▸ **Goal 1**
In the passage on request–response messaging, what must B learn or deduce when it receives requests?
▸ **Goal 2**
From the passage on request–response messaging, extract the stretch from "In all these" through "the opposite direction.".

▸ **Excerpted passage**

— Start —

In all these cases, there is one commonality that you need to make explicit when translating this basic means of communication into a programming pattern: the process begins with two participants A and B, where A knows how to address B; when receiving requests, B will need to learn or deduce how to address A in order to send back a response. Captured in a diagram, this looks like figure 15.1.

Figure 15.1. Process A sends a message to process B, including its own address (as symbolized by the dashed line), so that in step 2, the response can be conveyed in the opposite direction.

In real life, the inclusion of the sender address is implicit: when someone starts talking to you, you turn your head in the direction of the sound to identify its source, which provides all the information you need in order to respond. This scheme has intuitively been built into numerous commonly used computer protocols, a selection of which we will explore in this section.

15.1.1. The problem setting

Consider two components A and B, where A knows the address of B but not vice versa. This is the prototypical initial condition of a client–server setup, where the client is required to take the first step—the server cannot know which clients require its services at any given time. In the running example, you might be looking at the client interface component of the batch job service: in particular, the relationship between an external client and an entry point into the service. The client submits a request to initiate an action (such as starting a batch job), query for information (like a list of all currently running jobs), or both. The service will carry out the desired action or retrieve the requested information and then reply.

— End —

▸ **Excerpted records**
— Start —

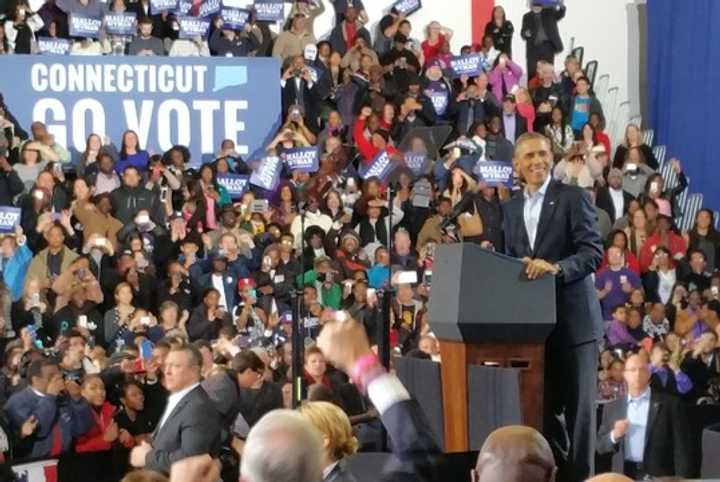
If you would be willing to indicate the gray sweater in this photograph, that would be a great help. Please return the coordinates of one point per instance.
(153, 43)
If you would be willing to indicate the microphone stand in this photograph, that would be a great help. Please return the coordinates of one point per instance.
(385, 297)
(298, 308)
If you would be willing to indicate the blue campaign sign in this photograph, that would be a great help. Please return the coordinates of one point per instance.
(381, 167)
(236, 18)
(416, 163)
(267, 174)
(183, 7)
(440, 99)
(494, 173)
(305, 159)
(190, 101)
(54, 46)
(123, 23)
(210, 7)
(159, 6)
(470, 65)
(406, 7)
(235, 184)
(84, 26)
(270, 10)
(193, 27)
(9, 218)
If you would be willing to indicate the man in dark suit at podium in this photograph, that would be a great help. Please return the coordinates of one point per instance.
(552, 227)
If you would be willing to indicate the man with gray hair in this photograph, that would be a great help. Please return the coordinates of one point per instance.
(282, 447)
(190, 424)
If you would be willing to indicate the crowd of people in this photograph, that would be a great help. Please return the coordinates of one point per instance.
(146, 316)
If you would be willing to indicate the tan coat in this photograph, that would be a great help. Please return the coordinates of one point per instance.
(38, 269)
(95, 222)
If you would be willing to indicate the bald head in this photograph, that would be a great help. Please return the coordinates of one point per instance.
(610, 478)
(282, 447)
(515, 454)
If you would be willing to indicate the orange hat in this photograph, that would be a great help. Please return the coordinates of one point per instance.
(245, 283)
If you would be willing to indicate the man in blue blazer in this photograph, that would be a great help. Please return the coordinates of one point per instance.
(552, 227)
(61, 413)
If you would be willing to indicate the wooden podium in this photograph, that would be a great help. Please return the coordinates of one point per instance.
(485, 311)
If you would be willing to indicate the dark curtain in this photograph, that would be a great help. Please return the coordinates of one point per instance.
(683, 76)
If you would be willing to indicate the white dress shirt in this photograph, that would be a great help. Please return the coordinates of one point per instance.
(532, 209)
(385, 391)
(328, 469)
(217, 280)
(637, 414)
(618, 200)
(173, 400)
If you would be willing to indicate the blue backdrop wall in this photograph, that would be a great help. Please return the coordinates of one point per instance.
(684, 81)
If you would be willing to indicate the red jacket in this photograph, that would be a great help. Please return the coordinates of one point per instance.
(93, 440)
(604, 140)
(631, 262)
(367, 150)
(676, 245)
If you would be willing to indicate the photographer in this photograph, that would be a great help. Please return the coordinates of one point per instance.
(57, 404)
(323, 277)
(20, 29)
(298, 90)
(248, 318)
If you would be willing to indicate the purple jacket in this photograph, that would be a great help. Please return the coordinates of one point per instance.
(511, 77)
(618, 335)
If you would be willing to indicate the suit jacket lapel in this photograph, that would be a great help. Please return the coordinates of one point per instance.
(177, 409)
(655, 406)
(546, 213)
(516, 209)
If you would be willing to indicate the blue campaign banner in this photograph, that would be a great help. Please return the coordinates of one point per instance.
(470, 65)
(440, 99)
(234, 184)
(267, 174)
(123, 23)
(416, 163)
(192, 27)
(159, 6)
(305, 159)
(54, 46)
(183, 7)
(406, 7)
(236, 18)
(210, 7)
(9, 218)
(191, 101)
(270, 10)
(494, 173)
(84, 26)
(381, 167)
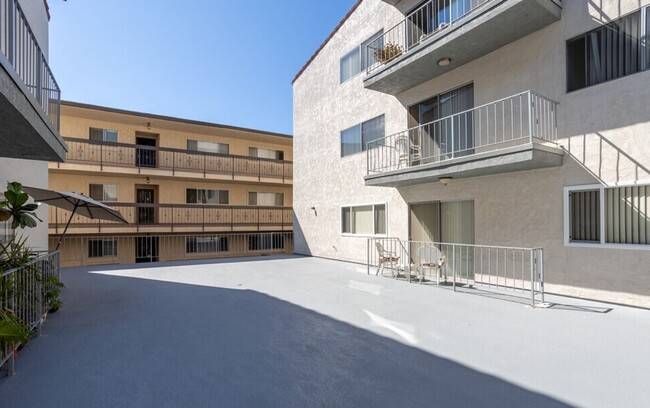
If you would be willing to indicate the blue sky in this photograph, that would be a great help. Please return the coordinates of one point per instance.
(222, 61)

— End —

▸ **Written answer 1**
How to address A so it can send back a response.

▸ **Written answer 2**
In all these cases, there is one commonality that you need to make explicit when translating this basic means of communication into a programming pattern: the process begins with two participants A and B, where A knows how to address B; when receiving requests, B will need to learn or deduce how to address A in order to send back a response. Captured in a diagram, this looks like figure 15.1.

Figure 15.1. Process A sends a message to process B, including its own address (as symbolized by the dashed line), so that in step 2, the response can be conveyed in the opposite direction.